■ WORK TASK ■
Set the entries down again exactly; none may be skipped.

■ DATA ■
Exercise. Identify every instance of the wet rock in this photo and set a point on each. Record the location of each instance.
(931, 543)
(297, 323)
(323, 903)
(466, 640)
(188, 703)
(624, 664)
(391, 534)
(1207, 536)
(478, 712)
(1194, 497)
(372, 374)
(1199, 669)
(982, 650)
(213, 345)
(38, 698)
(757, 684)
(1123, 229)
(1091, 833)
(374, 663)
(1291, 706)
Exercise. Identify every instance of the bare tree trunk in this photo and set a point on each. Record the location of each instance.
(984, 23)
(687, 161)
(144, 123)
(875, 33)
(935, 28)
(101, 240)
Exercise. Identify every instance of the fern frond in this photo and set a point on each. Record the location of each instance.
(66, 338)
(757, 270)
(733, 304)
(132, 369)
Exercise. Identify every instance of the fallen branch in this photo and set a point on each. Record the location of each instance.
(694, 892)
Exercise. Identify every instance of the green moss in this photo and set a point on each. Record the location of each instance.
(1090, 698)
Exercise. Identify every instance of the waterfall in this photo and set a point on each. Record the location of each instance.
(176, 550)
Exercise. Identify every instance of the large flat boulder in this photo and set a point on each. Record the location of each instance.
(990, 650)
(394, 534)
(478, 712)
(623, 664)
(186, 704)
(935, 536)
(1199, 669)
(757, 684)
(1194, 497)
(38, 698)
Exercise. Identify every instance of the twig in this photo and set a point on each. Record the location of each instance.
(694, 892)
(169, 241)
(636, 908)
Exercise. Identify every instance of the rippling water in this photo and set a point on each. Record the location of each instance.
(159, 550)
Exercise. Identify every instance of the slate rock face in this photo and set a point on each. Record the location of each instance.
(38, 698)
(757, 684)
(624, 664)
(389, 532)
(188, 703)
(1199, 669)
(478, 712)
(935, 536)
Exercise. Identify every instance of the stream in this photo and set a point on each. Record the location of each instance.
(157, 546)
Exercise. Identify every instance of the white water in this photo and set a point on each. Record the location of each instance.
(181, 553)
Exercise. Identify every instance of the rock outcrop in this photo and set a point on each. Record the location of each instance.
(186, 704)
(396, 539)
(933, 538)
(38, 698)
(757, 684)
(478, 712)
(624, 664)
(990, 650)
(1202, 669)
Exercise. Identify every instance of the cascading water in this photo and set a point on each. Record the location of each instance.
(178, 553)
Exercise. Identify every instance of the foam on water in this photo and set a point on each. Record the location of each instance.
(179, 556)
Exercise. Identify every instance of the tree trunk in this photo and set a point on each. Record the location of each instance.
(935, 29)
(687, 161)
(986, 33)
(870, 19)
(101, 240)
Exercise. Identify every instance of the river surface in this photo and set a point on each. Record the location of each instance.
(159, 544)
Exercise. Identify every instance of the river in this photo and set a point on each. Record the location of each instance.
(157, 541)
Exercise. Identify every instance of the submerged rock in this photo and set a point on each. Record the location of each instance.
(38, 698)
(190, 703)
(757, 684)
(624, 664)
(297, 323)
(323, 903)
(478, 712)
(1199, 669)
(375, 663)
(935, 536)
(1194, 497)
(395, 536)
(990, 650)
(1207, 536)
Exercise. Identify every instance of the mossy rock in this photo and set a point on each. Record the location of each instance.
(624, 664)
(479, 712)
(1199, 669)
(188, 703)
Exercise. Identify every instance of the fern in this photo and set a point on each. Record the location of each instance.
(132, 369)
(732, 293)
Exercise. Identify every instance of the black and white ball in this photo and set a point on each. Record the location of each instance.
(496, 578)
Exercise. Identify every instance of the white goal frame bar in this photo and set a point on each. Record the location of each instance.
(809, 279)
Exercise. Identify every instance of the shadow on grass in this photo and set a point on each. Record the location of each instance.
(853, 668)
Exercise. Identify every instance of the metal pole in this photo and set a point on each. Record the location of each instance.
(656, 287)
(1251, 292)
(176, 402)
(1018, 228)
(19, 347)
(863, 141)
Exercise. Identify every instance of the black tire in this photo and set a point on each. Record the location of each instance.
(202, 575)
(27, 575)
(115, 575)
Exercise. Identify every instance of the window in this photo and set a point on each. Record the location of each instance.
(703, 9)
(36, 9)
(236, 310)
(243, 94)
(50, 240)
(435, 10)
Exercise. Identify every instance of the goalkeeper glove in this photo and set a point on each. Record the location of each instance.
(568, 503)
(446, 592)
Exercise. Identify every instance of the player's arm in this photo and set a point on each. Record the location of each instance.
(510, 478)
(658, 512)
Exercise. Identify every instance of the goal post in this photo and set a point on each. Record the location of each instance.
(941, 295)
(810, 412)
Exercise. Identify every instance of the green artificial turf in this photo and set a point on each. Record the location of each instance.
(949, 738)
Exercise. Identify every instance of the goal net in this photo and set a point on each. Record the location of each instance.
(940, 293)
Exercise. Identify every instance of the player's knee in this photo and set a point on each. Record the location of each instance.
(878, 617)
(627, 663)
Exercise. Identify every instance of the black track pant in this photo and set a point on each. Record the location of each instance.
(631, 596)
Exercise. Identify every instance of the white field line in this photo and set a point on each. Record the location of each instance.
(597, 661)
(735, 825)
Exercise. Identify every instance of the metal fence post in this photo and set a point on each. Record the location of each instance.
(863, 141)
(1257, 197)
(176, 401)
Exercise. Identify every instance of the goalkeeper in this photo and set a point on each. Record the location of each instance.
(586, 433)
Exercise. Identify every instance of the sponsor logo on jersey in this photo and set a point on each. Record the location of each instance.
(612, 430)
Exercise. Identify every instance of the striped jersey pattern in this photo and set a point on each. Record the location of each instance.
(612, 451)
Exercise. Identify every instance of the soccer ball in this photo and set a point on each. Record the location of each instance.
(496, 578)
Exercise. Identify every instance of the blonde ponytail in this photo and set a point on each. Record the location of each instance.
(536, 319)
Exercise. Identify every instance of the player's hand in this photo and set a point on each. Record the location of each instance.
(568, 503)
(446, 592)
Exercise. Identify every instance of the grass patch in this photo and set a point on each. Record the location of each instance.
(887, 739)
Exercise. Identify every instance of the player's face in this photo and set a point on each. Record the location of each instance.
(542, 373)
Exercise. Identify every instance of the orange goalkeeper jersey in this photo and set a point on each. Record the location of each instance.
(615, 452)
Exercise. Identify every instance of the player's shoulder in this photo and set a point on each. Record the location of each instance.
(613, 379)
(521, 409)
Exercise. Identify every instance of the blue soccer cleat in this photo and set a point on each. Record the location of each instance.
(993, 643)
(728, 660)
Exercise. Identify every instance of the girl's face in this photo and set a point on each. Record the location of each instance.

■ EXERCISE OUTPUT ■
Exercise. Identify every instance of the wet rock in this photo and set a point on each. Record the location of each instance.
(931, 543)
(297, 323)
(323, 903)
(466, 640)
(188, 703)
(624, 664)
(391, 534)
(1207, 536)
(478, 712)
(1194, 497)
(372, 374)
(1199, 669)
(982, 650)
(213, 345)
(38, 698)
(757, 684)
(1123, 229)
(1091, 833)
(374, 663)
(1291, 706)
Exercise. Identify every instance of the bare tree trunk in this photo and set a point on each. Record the location of each instance.
(984, 23)
(687, 161)
(144, 123)
(875, 33)
(935, 28)
(101, 240)
Exercise. Identify every instance of the fern frond in this photo and set a point on each. Record the location of each instance.
(66, 338)
(757, 270)
(733, 304)
(132, 369)
Exercise. Identify every instance of the fallen branch in this photo and set a point on each. Record the location of each instance.
(694, 892)
Exercise. Identify every instance of the green moss in this photo and set a point on each. Record the location of each instance.
(1090, 698)
Exercise. Identify every instance of the waterfall in this photo and set a point on each. Record the location of each instance.
(176, 550)
Exercise. Identify every instance of the large flat boulder in this photo and set a point on each. Record the location of each instance.
(990, 650)
(394, 534)
(478, 712)
(623, 664)
(186, 704)
(935, 536)
(1199, 669)
(757, 684)
(1194, 497)
(38, 698)
Exercise. Identify every instance of the twig in this photo and set a point on each. Record the location of each instance.
(694, 892)
(169, 241)
(636, 908)
Exercise. Identify every instance of the rippling water in this photo and set a point on each. Record the location of each instance.
(159, 550)
Exercise. Identify every instance of the slate rock face in this photo and set a point on each. Record the location of each instance.
(38, 698)
(757, 684)
(624, 664)
(389, 532)
(188, 703)
(1199, 669)
(478, 712)
(935, 536)
Exercise. Identify every instance of the stream in this photo and set a point on each. Record the location of each instance.
(157, 546)
Exercise. Identify every instance of the white water in this photo and set a point on each. Record the location of each instance.
(181, 553)
Exercise. Identify every instance of the rock outcrop in this photo and set a point on each. Record the location of each instance.
(186, 704)
(396, 539)
(933, 538)
(38, 698)
(757, 684)
(478, 712)
(624, 664)
(990, 650)
(1202, 669)
Exercise. Identify every instance of the cascading water in this photo and set a point on each. Record the location of each instance.
(178, 553)
Exercise. Identify every instance of the foam on water in this photo and set a point on each. Record the location of each instance.
(179, 556)
Exercise. Identify every instance of the tree trunk in this photo and set a point on each. Record the location of each instance.
(935, 29)
(687, 161)
(986, 33)
(870, 19)
(101, 240)
Exercise. Identify every instance of the river surface in this photo and set a point on each. Record the location of each instance.
(159, 544)
Exercise. Identify every instance of the river in this photo and set a point on each. Record the location of each instance.
(157, 541)
Exercise. Identify every instance of the submerged rock in this photo and set a point on each. Record the location of each instance.
(38, 698)
(190, 703)
(757, 684)
(624, 664)
(297, 323)
(323, 903)
(478, 712)
(1199, 669)
(375, 663)
(935, 536)
(1194, 497)
(395, 536)
(990, 650)
(1207, 536)
Exercise. Identify every instance of the mossy rock in this photo and set a point on each. Record the location of each instance.
(624, 664)
(479, 712)
(1199, 669)
(188, 703)
Exercise. Identify every instance of the fern in this photo and set a point on each. Record the location of each instance.
(132, 369)
(732, 293)
Exercise. Identify every instance of the black and white ball in this photo and set a point on each. Record the location of each instance.
(496, 578)
Exercise. Identify every instance of the white goal frame bar in this photo and set a point on each. Record the location of each instance.
(809, 279)
Exercise. Identify every instance of the shadow on grass in this photo and set a point on each. Record the location of each instance.
(853, 668)
Exercise. Identify every instance of the metal pole in this photo and set a point on each. Record the location of each instance.
(656, 287)
(1251, 292)
(176, 402)
(1018, 228)
(19, 347)
(863, 141)
Exercise. Identify every instance of the black tire in this photo and set a point on each. Record the location of each instance.
(202, 575)
(27, 575)
(115, 575)
Exercise. Identify every instance of the window in this photo and set a point on each. Record the location of each instance.
(703, 9)
(36, 9)
(236, 310)
(243, 94)
(50, 240)
(435, 10)
Exercise. Identify every instance of the goalkeeper glove in this photo and set a point on each. Record the location of each instance.
(568, 503)
(446, 592)
Exercise. Identify every instance of the player's arm in this photo and set a point on each. Record the location of each instance.
(510, 478)
(658, 512)
Exercise. Identify every instance of the goal post in this photo and set a point on each. Record the location of each instance.
(941, 295)
(810, 412)
Exercise. Identify every instance of the green artificial turf in this photo and set a point on each. Record the location of each instance.
(949, 738)
Exercise. Identify every instance of the goal net in this photo and set a point on each. Record the location of each instance.
(940, 293)
Exercise. Identify every instance of the player's knee in this photo and set a point on each. Record the location of each instance.
(878, 617)
(627, 663)
Exercise. Identify every instance of the black track pant in this photo and set a point on each. Record the location of each instance.
(631, 596)
Exercise. Identify every instance of the white field line in this photo and set a point on each. Record the location of each instance.
(597, 661)
(735, 825)
Exercise. Identify every instance of the metal fence post in this photo and set a point on each. Record the location of each instance.
(863, 141)
(1257, 197)
(176, 401)
Exercise. Identify every instance of the goalkeeper in this photo and set a point on each. Record the location of each instance.
(586, 433)
Exercise. Identify every instance of the sponsor logo on jersey in this photo and set a point on each. Record the location of each instance.
(612, 430)
Exercise. Identify every instance of the striped jersey pattern in this photo and set a point on each. Record the location of each instance.
(612, 451)
Exercise. Identify every instance of the soccer ball in this photo and set a point on each. Record the location of each instance.
(496, 578)
Exercise. Identify every instance of the blonde ponytail in this photo and set a point on each. Record the location of each instance.
(536, 319)
Exercise. Identify every instance of the player's hand in this photo and set a point on each. Record the location of each instance.
(568, 503)
(446, 592)
Exercise. Identify every instance of the grass patch in this photo and set a point on each. Record the location of each instance.
(887, 739)
Exercise. Identify every instance of the player's face in this photo and set a point on each. Record the location of each instance.
(542, 373)
Exercise. Identify every instance of the orange goalkeeper jersey in this photo and set a point on each. Record the location of each instance.
(615, 452)
Exercise. Identify every instance of the player's shoulder in this photo and set a point on each. Record the location of each instance.
(613, 379)
(521, 409)
Exercise. Identify every instance of the blue soccer cleat in this photo and set a point on each. Record the location of each instance.
(993, 643)
(728, 660)
Exercise. Identify every instance of the girl's face in this photo and set a point on each. Record the location of each instance.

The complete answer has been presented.